*Objetivo de la tarea*:
Copia el fragmento del texto sobre el duelo que empieza con las palabras "Didion señalaba cómo" y termina con "en el proceso.", y cambia en él "día corriente" por "día común".

*Texto de partida*:
== == ==

Animación suspendida
Pocas personas escribieron mejor sobre la irracionalidad contenida en lo que llamamos duelo que Joan Didion. A su muerte, hace algunos meses, todos volvimos a leer su obra más significativa fuera de los Estados Unidos, El año del pensamiento mágico, en la que desmenuzó con ojo clínico sus propios sentimientos ante la muerte intempestiva de su marido, el también escritor John Gregory Dunne, mientras ambos esperaban la recuperación de su hija, internada en terapia intensiva (el duelo por Quintana Roo se narra en un libro posterior, Noches azules).
Didion señalaba cómo en todos los casos que había recopilado para ayudarla a entender su reacción ante esa muerte sorpresiva, los deudos insistían con que era un día corriente, sin nada que les permitiera pensar que algo tan gigantesco estaba por ocurrir. Como si la vida debiera cumplir con las reglas del drama y plantar el arma de Chéjov para hacernos saber que intentará liquidarlos con ella más tarde, de modo de no sentirnos engañados por el destino. “La forma en la que escribo es lo que soy, o en lo que me he convertido”, explica allí a la hora de marcar los límites que incluso una eximia buscadora del sentido último de las cosas como ella encontró en el proceso.

== == ==

*Datos proporcionados*:

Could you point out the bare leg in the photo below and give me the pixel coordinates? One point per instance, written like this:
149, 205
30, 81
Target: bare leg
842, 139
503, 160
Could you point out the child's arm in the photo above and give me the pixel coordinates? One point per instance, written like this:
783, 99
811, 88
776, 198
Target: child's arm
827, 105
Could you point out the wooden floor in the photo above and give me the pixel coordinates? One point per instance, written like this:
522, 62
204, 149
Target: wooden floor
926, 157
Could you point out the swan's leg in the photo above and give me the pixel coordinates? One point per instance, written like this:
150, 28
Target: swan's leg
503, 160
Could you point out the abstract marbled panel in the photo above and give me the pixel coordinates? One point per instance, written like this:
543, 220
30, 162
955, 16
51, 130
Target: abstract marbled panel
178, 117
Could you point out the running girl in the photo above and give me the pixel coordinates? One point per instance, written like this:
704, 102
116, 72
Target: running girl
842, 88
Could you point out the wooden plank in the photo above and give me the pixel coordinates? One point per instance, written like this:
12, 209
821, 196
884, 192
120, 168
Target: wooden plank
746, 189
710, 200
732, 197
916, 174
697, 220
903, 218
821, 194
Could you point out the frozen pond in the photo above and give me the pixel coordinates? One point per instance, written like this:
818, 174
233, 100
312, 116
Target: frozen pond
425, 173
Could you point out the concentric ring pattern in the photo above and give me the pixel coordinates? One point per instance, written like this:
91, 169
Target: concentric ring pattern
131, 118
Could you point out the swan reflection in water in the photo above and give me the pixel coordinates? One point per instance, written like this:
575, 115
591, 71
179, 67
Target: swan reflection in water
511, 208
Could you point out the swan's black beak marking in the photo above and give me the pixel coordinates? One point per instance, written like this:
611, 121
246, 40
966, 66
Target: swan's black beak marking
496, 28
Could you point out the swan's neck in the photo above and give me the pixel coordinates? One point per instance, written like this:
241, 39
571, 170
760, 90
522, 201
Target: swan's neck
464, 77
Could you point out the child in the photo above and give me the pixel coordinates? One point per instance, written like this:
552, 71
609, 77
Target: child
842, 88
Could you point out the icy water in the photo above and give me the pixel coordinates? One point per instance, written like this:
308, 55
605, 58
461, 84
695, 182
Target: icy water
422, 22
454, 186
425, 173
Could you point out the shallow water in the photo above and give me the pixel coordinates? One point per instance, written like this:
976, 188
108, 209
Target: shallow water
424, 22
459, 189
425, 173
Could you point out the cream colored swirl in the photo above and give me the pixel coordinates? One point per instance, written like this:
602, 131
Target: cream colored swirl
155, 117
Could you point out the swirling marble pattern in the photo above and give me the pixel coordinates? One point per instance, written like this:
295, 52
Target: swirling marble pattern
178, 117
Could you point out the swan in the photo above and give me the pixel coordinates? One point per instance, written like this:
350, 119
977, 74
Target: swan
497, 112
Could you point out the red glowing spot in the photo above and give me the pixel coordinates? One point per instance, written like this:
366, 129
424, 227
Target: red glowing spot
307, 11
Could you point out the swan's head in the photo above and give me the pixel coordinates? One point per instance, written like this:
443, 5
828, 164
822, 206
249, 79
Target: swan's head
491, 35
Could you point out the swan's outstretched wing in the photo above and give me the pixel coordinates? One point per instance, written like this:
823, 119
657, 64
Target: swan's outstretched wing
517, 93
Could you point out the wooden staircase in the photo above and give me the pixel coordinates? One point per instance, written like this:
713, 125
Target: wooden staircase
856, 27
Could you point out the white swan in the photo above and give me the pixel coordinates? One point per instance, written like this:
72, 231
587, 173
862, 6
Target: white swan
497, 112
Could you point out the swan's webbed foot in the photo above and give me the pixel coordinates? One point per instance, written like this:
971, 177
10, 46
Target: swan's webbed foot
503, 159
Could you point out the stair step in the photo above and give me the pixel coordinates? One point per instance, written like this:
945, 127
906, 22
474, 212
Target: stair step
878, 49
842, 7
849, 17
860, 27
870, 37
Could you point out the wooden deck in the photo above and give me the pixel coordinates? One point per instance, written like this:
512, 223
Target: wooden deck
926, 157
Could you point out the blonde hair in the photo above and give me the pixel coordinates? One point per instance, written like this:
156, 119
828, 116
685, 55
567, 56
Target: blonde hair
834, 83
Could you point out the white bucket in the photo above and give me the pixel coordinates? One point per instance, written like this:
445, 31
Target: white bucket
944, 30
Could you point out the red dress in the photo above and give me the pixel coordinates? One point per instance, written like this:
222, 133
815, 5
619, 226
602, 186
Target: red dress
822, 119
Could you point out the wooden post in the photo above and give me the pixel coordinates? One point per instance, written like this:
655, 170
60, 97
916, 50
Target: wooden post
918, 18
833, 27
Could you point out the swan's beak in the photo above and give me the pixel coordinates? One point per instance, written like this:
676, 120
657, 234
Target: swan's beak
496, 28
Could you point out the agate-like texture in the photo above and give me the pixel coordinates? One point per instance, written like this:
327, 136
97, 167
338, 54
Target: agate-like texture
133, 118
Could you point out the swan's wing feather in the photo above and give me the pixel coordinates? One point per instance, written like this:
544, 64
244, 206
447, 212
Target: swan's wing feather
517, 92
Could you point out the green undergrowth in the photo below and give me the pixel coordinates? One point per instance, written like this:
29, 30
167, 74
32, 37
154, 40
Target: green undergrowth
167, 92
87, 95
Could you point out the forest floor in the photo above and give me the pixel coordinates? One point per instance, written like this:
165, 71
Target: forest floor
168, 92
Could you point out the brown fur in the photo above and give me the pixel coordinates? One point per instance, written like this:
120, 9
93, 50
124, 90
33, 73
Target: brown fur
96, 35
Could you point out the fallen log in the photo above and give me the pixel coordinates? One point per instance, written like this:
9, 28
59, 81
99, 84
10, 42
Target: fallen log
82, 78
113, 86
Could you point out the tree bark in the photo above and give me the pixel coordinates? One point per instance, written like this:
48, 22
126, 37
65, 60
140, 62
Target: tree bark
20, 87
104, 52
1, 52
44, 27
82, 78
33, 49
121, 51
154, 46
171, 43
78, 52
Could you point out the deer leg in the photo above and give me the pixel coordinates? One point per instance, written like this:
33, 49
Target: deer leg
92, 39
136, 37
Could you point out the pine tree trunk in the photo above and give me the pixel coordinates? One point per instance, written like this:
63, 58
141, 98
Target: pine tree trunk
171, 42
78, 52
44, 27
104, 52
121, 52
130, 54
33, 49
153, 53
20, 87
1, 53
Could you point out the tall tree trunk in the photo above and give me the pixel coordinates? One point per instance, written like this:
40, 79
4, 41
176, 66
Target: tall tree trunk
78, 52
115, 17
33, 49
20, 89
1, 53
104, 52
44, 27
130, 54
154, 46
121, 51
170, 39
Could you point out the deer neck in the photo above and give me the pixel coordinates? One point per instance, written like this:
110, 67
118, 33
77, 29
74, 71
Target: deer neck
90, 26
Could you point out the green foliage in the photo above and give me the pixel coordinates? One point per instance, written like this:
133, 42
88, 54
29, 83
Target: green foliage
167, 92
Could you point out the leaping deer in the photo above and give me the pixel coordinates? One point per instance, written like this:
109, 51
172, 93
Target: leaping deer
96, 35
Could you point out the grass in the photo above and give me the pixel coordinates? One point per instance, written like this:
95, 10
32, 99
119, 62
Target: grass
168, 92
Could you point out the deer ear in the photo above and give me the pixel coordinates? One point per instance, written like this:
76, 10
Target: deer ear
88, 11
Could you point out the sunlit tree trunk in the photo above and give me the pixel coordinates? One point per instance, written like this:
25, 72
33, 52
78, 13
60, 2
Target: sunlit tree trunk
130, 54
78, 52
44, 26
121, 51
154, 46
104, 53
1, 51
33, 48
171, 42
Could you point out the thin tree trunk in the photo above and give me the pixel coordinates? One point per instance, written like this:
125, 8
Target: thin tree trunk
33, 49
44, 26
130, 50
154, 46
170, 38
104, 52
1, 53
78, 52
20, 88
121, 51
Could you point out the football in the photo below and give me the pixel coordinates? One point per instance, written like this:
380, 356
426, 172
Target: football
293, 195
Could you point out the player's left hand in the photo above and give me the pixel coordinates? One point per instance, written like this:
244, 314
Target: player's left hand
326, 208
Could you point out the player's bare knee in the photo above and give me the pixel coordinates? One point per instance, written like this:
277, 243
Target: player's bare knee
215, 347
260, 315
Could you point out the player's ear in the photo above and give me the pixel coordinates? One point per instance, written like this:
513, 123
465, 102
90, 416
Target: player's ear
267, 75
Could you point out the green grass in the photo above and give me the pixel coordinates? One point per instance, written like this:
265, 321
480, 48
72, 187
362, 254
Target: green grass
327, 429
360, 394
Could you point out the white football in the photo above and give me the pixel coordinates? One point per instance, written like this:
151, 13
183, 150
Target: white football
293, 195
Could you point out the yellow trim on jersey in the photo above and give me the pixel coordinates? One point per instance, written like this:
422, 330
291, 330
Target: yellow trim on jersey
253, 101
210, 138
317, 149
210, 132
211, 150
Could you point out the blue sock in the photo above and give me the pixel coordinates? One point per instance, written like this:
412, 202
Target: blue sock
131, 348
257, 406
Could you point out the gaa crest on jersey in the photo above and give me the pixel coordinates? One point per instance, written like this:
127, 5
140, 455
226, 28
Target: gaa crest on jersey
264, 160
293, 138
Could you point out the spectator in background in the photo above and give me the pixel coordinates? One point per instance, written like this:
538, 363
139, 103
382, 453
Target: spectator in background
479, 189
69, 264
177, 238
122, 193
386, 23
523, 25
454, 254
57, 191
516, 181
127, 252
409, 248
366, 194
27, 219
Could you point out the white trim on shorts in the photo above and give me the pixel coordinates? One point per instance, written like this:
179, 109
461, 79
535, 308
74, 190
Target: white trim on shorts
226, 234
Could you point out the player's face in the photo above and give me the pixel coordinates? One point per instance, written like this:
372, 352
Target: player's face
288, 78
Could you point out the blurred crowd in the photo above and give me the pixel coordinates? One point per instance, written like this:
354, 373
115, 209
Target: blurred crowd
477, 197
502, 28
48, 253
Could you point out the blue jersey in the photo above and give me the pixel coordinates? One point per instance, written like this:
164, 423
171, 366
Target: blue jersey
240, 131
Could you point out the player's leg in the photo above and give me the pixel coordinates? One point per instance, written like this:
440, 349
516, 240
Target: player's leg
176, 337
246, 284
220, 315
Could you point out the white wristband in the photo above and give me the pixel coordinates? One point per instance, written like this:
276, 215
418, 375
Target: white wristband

== == ==

*Resultado esperado*:
Didion señalaba cómo en todos los casos que había recopilado para ayudarla a entender su reacción ante esa muerte sorpresiva, los deudos insistían con que era un día común, sin nada que les permitiera pensar que algo tan gigantesco estaba por ocurrir. Como si la vida debiera cumplir con las reglas del drama y plantar el arma de Chéjov para hacernos saber que intentará liquidarlos con ella más tarde, de modo de no sentirnos engañados por el destino. “La forma en la que escribo es lo que soy, o en lo que me he convertido”, explica allí a la hora de marcar los límites que incluso una eximia buscadora del sentido último de las cosas como ella encontró en el proceso.